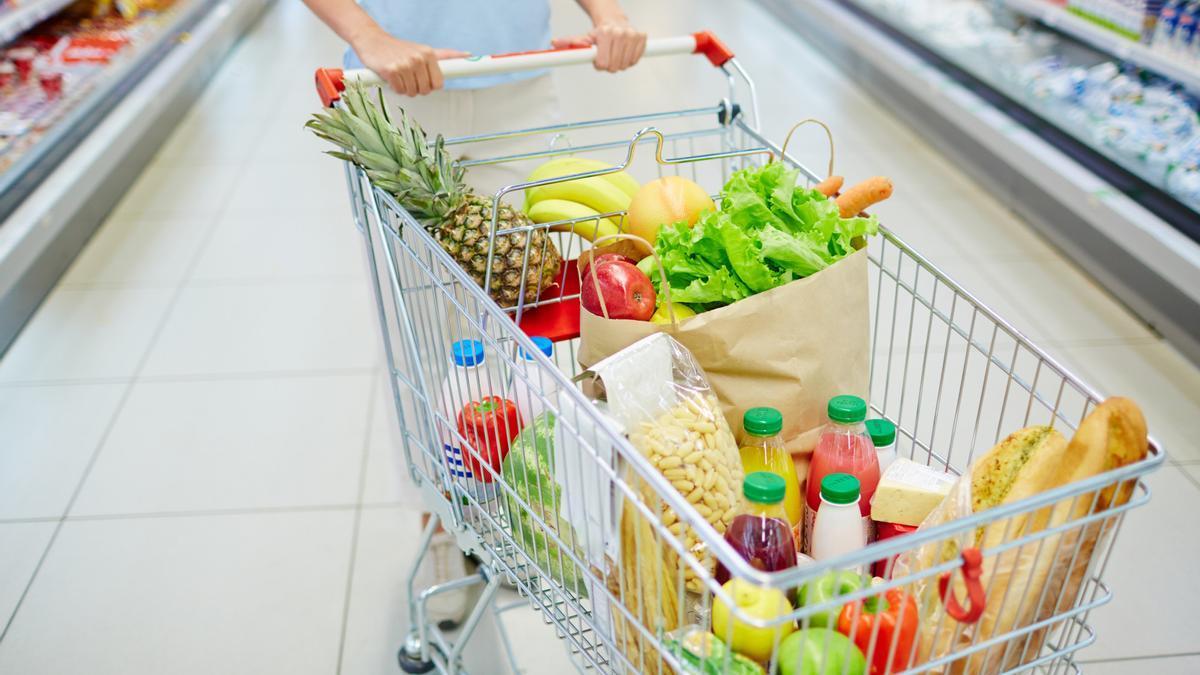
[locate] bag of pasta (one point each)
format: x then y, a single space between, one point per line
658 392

━━━━

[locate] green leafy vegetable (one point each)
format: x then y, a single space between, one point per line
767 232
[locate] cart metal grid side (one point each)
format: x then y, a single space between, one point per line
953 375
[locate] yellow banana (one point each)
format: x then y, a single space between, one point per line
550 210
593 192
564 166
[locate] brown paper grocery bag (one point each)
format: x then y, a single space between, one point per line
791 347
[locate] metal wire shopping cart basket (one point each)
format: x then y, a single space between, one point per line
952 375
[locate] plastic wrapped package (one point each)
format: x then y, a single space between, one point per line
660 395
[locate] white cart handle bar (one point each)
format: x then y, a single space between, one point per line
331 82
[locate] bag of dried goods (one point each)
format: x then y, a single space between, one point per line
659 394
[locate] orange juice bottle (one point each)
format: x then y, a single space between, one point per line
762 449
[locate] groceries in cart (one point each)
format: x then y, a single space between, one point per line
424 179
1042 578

━━━━

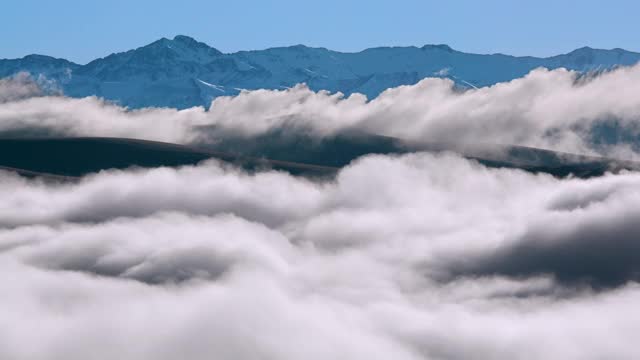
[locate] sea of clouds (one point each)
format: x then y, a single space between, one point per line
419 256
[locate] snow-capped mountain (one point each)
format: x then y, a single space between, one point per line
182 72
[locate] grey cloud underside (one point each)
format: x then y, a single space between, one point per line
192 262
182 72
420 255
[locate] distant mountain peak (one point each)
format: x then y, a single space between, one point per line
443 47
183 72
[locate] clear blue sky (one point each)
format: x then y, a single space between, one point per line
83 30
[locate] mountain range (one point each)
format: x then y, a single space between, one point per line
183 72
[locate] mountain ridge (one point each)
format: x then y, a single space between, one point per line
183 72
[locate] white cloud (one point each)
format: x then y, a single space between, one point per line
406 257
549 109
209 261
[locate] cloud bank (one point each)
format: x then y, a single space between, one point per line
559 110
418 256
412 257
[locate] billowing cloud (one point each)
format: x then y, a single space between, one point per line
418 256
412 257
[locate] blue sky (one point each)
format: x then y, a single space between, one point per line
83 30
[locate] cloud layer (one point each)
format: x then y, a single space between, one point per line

━━━━

• [EXERCISE GOAL] Scan the lines above for the word "white" and copy every one where it occurs.

• [EXERCISE SOLUTION]
[locate] white cart handle bar (one point each)
[locate] white cloud (one point each)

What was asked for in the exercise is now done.